▸ Brief:
Return nothing but the lines from the line containing "of the plastic" through the last line of the records, reproduced exactly.

▸ Data excerpts:
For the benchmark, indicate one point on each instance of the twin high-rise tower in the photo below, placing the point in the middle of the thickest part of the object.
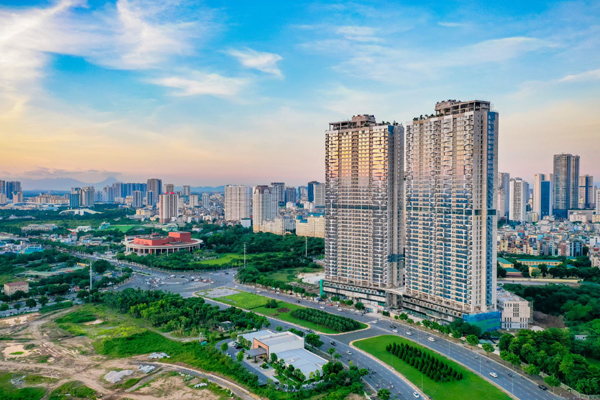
(424, 238)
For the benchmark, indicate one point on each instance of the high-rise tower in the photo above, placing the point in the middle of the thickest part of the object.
(566, 184)
(542, 195)
(364, 207)
(451, 187)
(238, 201)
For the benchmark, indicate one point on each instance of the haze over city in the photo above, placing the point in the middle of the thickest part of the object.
(218, 92)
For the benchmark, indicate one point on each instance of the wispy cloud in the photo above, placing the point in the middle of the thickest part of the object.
(262, 61)
(586, 76)
(202, 84)
(358, 33)
(451, 24)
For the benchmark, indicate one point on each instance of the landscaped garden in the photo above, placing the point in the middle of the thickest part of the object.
(470, 386)
(311, 319)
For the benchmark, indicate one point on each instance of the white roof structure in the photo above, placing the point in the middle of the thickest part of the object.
(303, 360)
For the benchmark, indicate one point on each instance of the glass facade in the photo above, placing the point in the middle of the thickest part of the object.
(451, 199)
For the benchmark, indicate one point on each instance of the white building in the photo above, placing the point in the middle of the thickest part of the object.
(542, 195)
(516, 311)
(312, 226)
(503, 194)
(287, 347)
(238, 199)
(168, 207)
(451, 188)
(519, 196)
(264, 206)
(364, 207)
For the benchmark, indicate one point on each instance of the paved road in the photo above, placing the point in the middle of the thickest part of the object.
(382, 376)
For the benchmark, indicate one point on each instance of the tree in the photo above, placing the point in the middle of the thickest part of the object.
(314, 340)
(473, 340)
(504, 342)
(552, 381)
(43, 300)
(384, 394)
(488, 348)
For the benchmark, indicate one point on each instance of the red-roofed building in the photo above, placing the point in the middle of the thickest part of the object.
(153, 244)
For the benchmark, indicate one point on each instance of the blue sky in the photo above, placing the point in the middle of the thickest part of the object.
(216, 92)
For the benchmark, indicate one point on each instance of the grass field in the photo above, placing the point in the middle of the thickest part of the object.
(471, 387)
(224, 259)
(256, 303)
(291, 274)
(8, 391)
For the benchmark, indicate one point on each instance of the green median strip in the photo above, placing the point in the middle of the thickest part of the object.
(324, 322)
(470, 387)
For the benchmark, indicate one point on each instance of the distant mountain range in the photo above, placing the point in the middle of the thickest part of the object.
(65, 184)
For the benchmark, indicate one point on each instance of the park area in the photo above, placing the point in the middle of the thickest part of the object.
(471, 387)
(283, 311)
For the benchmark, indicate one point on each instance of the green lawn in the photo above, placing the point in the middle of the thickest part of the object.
(471, 387)
(291, 274)
(8, 391)
(256, 303)
(224, 259)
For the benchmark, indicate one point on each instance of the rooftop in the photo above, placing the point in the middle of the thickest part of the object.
(279, 338)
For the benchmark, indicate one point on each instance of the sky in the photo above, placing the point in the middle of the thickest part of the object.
(218, 92)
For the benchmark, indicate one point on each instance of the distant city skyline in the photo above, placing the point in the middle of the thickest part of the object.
(234, 93)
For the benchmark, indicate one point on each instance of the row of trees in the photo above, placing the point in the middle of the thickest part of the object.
(171, 312)
(548, 351)
(322, 318)
(231, 239)
(426, 363)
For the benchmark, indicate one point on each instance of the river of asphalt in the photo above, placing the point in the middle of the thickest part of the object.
(382, 376)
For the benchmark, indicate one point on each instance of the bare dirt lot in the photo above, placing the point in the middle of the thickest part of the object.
(42, 349)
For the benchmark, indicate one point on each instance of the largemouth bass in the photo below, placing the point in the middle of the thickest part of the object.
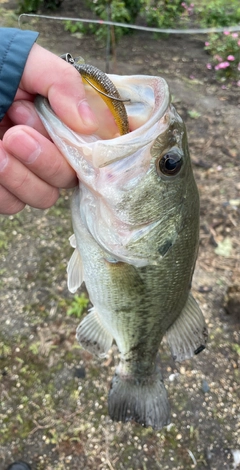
(136, 225)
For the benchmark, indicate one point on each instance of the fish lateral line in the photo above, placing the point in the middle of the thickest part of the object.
(106, 88)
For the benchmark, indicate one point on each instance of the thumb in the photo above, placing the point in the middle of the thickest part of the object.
(50, 76)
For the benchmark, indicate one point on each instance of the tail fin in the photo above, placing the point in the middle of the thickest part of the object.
(143, 400)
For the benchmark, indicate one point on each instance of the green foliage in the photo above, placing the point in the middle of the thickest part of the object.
(78, 306)
(225, 52)
(162, 13)
(114, 10)
(218, 13)
(32, 6)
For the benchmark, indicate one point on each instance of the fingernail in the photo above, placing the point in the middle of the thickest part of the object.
(24, 113)
(3, 159)
(87, 115)
(23, 146)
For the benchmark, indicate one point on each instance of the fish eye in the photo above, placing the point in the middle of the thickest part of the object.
(170, 164)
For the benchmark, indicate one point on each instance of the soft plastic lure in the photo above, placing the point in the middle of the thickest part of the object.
(105, 87)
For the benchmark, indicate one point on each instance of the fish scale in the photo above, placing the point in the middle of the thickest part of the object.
(136, 226)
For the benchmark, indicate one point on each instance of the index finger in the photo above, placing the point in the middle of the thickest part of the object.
(52, 77)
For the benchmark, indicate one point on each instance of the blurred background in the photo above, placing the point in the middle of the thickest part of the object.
(53, 393)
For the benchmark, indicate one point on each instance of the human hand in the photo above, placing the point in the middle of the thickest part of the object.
(31, 167)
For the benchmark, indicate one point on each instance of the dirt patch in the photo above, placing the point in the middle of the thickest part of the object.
(53, 394)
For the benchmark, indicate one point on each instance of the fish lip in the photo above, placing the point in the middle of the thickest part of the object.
(97, 151)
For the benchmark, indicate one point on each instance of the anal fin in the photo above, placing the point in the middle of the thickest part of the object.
(188, 334)
(74, 268)
(93, 336)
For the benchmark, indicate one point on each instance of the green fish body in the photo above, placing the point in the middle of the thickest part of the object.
(136, 226)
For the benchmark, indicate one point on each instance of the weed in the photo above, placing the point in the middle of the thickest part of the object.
(225, 52)
(78, 306)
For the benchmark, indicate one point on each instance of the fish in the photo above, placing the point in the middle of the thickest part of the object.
(135, 217)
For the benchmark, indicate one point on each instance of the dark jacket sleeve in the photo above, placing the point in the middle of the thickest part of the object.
(15, 46)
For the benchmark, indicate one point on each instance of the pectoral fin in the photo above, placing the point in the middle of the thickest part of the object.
(93, 336)
(188, 334)
(75, 271)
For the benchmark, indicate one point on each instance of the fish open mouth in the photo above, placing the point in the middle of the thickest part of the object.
(149, 99)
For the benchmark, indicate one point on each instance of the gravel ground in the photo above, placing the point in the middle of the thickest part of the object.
(54, 394)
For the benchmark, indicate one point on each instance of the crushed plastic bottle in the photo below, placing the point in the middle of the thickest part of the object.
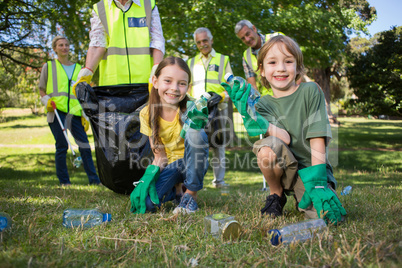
(300, 231)
(254, 95)
(222, 226)
(84, 217)
(346, 190)
(5, 221)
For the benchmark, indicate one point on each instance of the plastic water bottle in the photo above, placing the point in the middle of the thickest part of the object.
(346, 190)
(199, 105)
(5, 221)
(300, 231)
(84, 217)
(253, 97)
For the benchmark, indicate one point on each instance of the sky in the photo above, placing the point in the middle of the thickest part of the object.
(388, 14)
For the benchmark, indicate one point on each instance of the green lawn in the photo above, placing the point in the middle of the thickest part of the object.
(367, 154)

▸ Complete answer:
For the benchmark, indicate one point on each instance of the plastic water bottle in the photo above, placing the point in the middle of the thickest part of the object.
(346, 190)
(199, 105)
(5, 221)
(300, 231)
(84, 217)
(253, 97)
For the benchmark, indicate one point on each instance of the sky in the photo above, placing the point in the middle of the thickest part of the object.
(388, 14)
For the benchmark, indicate one point on each instance of the green lawn in the photo above, placing the point in the middle of the thickest part of the object.
(367, 154)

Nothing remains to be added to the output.